Please pick out every row below that contains the string "modern" and copy each of those rows in full. Case counts.

● ● ● ● ● ● ●

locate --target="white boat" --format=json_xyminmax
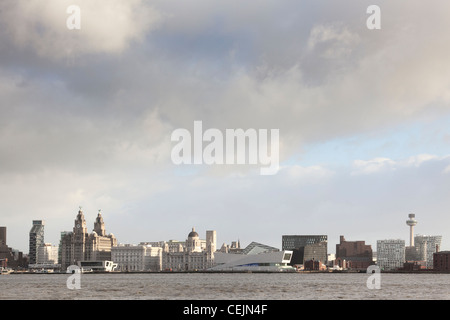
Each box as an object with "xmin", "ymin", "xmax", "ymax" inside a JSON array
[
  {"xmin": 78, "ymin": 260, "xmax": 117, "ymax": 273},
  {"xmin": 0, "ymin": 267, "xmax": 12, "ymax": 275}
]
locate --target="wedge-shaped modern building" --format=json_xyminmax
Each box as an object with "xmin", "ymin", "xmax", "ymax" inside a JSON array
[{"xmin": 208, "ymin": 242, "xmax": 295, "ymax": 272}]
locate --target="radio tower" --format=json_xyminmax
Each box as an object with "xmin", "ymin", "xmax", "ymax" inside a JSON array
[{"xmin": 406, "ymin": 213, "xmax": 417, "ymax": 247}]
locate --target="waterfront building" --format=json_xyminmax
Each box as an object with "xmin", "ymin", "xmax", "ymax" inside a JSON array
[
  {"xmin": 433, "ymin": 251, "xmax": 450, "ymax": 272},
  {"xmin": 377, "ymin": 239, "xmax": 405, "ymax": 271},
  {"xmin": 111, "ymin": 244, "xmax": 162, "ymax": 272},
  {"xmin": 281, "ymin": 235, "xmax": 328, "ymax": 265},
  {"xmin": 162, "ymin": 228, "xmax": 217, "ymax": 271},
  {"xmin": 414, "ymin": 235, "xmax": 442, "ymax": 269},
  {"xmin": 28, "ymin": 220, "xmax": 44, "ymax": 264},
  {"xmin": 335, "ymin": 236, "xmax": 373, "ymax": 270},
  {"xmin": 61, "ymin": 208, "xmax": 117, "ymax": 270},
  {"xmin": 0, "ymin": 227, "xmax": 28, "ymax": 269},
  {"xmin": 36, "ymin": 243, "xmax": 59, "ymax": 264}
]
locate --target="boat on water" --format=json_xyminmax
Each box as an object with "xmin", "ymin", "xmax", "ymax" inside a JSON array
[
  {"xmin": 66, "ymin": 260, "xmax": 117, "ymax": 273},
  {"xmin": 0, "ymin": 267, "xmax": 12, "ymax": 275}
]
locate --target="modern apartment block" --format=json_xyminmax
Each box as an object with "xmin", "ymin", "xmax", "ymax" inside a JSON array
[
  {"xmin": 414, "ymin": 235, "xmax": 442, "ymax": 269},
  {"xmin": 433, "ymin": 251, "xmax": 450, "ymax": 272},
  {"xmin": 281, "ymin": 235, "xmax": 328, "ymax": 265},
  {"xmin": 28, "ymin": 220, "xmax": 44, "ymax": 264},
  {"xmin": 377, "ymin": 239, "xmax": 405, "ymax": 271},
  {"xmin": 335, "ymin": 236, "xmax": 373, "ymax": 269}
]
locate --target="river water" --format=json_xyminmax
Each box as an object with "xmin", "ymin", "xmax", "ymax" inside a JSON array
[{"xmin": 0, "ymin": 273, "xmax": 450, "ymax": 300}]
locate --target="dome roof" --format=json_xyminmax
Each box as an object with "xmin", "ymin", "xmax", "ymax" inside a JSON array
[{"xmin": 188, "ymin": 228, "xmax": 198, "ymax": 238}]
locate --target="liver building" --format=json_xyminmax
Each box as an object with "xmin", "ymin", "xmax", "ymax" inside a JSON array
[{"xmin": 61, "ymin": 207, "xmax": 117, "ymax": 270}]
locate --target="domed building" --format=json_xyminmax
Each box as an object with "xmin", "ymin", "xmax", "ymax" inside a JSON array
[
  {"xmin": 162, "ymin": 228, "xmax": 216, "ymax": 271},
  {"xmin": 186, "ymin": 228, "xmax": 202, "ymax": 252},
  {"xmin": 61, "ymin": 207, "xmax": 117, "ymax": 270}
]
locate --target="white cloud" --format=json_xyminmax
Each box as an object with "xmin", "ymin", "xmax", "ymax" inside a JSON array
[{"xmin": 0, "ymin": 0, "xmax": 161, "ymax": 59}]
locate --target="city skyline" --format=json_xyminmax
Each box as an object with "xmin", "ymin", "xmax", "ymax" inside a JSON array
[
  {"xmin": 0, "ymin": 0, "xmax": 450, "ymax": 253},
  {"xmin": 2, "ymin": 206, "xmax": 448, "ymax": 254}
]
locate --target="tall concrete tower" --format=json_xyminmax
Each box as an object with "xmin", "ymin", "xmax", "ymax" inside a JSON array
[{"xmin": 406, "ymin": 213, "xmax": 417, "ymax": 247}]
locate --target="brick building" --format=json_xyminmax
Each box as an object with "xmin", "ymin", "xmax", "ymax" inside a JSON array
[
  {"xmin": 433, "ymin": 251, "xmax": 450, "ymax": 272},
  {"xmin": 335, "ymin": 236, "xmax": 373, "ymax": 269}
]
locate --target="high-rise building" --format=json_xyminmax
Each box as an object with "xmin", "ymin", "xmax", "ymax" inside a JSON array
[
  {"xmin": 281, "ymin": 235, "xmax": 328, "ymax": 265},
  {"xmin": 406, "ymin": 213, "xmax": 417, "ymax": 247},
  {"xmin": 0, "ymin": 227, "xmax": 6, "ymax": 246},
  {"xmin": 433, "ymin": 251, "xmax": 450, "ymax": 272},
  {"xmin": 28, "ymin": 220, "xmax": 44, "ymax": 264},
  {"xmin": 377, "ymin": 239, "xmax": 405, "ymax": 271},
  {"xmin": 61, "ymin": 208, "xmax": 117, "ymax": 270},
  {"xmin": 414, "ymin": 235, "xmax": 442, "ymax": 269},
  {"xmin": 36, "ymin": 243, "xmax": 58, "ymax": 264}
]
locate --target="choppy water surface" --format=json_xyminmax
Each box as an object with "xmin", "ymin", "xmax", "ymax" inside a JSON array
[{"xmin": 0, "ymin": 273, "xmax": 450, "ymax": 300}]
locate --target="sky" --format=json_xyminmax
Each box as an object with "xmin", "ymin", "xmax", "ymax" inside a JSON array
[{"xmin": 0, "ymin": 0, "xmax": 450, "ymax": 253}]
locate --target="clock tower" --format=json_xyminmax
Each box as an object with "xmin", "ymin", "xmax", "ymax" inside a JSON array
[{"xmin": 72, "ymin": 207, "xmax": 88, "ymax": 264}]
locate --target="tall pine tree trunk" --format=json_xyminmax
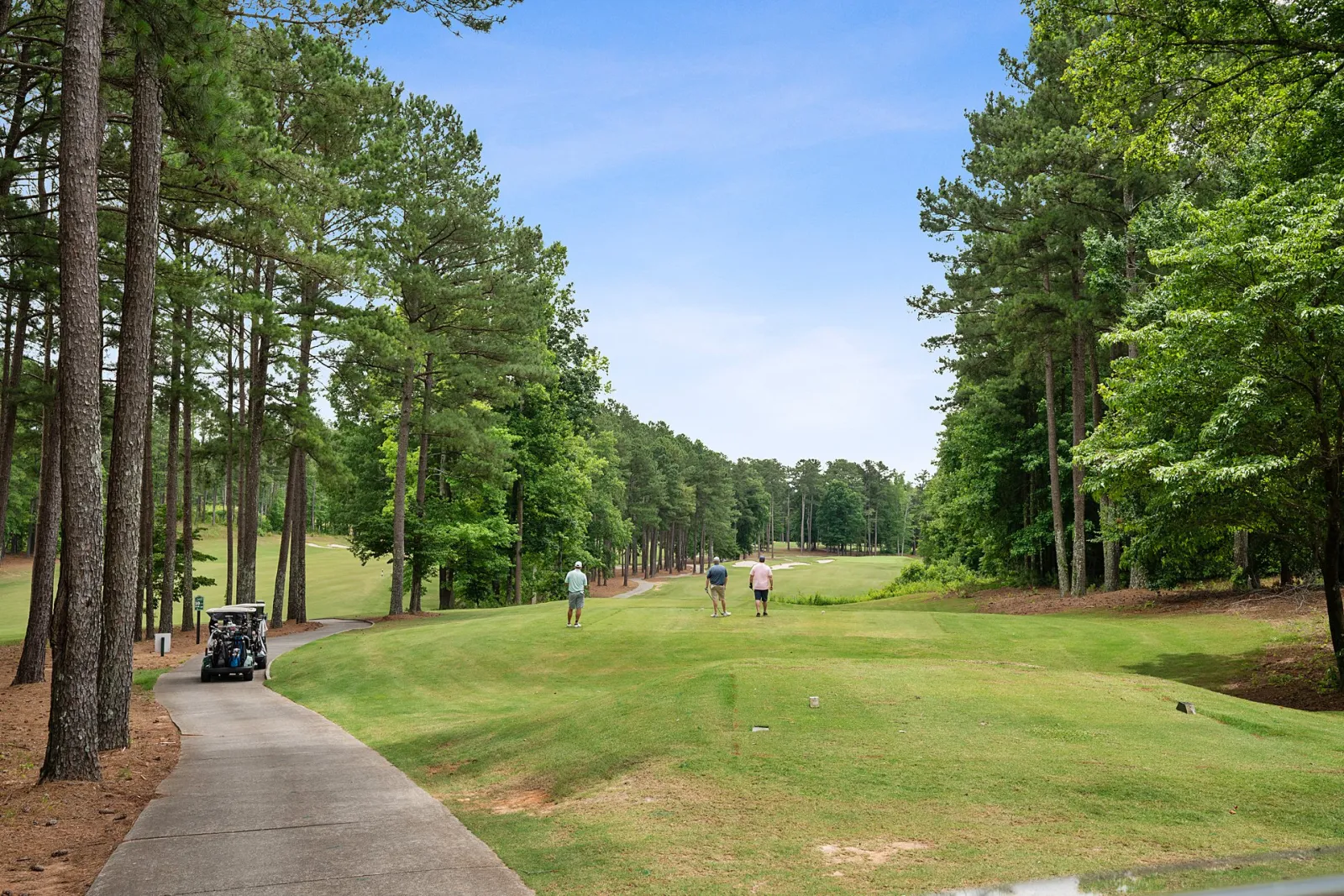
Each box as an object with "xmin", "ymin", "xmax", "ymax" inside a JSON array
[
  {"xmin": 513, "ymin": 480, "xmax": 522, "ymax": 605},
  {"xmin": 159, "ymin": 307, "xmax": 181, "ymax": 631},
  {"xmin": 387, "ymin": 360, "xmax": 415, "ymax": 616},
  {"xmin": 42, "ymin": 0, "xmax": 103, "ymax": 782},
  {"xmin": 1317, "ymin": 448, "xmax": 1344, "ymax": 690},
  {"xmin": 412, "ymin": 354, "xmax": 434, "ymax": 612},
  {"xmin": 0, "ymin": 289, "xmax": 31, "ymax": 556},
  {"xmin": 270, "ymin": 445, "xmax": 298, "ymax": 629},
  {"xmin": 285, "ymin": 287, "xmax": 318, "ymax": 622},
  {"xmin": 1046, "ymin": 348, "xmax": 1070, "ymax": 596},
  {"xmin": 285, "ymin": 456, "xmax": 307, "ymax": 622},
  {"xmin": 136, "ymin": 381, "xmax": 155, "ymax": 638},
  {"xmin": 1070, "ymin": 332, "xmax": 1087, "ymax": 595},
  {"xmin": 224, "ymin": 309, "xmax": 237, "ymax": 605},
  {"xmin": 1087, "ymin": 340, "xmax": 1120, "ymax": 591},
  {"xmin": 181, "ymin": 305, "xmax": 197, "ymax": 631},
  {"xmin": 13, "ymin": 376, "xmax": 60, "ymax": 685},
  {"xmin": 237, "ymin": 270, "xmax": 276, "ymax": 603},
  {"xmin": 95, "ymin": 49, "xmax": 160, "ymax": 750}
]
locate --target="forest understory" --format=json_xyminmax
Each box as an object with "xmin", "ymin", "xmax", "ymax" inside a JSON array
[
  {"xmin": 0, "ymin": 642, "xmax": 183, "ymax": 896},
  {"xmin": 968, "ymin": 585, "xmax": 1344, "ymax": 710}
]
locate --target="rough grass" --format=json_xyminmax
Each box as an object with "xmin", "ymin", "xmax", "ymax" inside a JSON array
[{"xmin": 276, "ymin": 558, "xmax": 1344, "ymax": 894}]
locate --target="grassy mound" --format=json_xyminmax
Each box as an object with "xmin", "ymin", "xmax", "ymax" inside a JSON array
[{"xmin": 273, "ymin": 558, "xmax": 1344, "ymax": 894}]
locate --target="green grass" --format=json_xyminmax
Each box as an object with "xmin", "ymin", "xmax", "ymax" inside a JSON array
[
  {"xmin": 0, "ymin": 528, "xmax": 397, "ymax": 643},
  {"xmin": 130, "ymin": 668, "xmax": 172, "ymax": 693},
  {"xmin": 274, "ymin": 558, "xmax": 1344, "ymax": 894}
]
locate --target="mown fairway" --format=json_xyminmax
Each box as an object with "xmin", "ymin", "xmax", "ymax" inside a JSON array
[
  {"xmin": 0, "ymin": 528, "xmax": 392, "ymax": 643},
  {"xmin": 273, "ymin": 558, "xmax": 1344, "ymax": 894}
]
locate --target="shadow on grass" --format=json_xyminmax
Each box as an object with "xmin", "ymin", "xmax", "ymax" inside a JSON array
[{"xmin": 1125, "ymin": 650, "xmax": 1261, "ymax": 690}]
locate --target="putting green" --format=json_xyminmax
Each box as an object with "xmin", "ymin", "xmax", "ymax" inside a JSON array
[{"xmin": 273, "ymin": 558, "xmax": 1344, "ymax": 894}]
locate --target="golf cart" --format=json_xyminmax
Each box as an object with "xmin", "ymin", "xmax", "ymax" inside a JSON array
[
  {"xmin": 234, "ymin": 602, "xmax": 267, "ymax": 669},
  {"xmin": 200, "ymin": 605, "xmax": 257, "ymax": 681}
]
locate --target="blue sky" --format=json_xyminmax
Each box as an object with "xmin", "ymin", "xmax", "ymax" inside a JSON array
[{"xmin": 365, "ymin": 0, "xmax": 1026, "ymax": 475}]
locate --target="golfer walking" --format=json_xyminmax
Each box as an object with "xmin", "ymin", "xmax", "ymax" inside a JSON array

● ● ● ● ● ● ●

OUTPUT OF THE TASK>
locate --target="wedge-shaped modern building" --format=json_xyminmax
locate --target="modern apartment block" --format=json_xyminmax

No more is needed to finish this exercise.